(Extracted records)
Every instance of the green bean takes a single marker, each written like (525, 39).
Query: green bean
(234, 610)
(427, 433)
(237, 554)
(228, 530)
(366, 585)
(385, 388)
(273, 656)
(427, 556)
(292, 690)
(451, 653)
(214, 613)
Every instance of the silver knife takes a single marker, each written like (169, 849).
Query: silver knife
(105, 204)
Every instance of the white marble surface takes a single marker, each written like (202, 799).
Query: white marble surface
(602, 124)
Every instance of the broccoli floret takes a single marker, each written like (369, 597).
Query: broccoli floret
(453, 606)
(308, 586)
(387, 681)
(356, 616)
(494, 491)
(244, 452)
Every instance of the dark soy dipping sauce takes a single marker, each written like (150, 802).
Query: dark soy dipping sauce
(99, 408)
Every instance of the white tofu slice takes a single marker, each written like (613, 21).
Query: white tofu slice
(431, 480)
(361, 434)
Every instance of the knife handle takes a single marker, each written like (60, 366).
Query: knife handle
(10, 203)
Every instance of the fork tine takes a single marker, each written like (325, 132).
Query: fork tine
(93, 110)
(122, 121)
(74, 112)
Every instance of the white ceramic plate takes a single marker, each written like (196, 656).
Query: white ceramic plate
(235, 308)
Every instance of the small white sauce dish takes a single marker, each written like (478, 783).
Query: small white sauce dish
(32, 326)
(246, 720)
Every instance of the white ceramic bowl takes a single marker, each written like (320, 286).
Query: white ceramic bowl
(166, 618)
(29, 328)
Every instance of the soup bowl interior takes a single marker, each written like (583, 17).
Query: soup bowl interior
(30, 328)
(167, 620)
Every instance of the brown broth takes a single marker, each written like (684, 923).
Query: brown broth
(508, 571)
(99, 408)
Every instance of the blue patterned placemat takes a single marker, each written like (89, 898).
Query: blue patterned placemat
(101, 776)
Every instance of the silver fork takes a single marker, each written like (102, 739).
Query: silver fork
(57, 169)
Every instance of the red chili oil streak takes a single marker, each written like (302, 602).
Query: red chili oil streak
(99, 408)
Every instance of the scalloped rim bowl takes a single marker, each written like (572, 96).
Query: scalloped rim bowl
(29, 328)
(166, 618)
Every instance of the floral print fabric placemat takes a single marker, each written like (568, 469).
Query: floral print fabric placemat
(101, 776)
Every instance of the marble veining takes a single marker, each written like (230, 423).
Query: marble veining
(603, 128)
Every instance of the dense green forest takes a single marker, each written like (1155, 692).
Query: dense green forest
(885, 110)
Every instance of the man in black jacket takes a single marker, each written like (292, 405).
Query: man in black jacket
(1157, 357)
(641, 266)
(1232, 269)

## Task objective
Repeat every line of the material exactly as given.

## Task solution
Every instance of the green bean takes a single marker, each written like (525, 39).
Query: green bean
(234, 610)
(427, 433)
(237, 554)
(228, 530)
(366, 585)
(385, 388)
(273, 656)
(427, 556)
(292, 690)
(451, 653)
(214, 613)
Every instance of the silver knife takes a single marker, each written like (169, 849).
Query: silver knife
(105, 204)
Every instance of the white marble surface takes a single marker, each written like (202, 799).
Query: white marble surface
(602, 124)
Every instance of the broccoli floret takes a single marker, each written like (369, 597).
Query: broccoli floret
(453, 606)
(308, 586)
(387, 681)
(356, 616)
(494, 491)
(244, 452)
Every instance of the dark soy dipping sauce takes a single marker, each written like (150, 802).
Query: dark soy dipping sauce
(99, 408)
Every instance of the white tofu slice takes a single marker, each written like (613, 21).
Query: white tofu slice
(431, 480)
(361, 434)
Every instance of the knife handle takes a single marker, each written like (60, 366).
Query: knife handle
(10, 203)
Every instance of the fork tine takes a single marker, each written like (325, 132).
Query: fork tine
(93, 110)
(122, 121)
(74, 112)
Every instance of the white ceramic plate takes a single marker, each written like (196, 656).
Query: white ceramic plate
(235, 308)
Every instance of the small white sauce dish takes a single marker, each written like (478, 783).
Query: small white sauce dish
(32, 326)
(246, 720)
Every instance of the white ceramic bowl takes a single marker, each written like (320, 286).
Query: white ceramic bowl
(166, 618)
(29, 328)
Every instance of the soup bowl interior takes a single marker, each written like (583, 17).
Query: soup bowl interior
(30, 328)
(167, 620)
Every instance of the brown broth takes a single marker, each written like (684, 923).
Query: brown broth
(508, 571)
(99, 408)
Every instance of the blue patterned placemat takes a single marker, each written like (89, 898).
Query: blue patterned placemat
(101, 776)
Every instance of the silver fork takes a single marker, each written like (102, 739).
Query: silver fork
(57, 169)
Every instance of the red chili oil streak takes a single marker, each written like (302, 602).
Query: red chili oil streak
(99, 408)
Every instance of the scalloped rim bowl takes a single marker, each written like (572, 96).
Query: scalloped rim bowl
(29, 328)
(166, 618)
Every instance of the floral print fabric placemat takes a single marker, each written like (568, 469).
Query: floral print fabric placemat
(101, 776)
Every instance of the marble veining takes a single marker, each written like (230, 423).
Query: marble veining
(603, 128)
Every instance of the dense green forest takes a single marker, each written like (1155, 692).
Query: dense green forest
(885, 110)
Every instance of the man in black jacket takes a single marker, each written like (292, 405).
Query: man in black jacket
(1157, 357)
(641, 266)
(1232, 269)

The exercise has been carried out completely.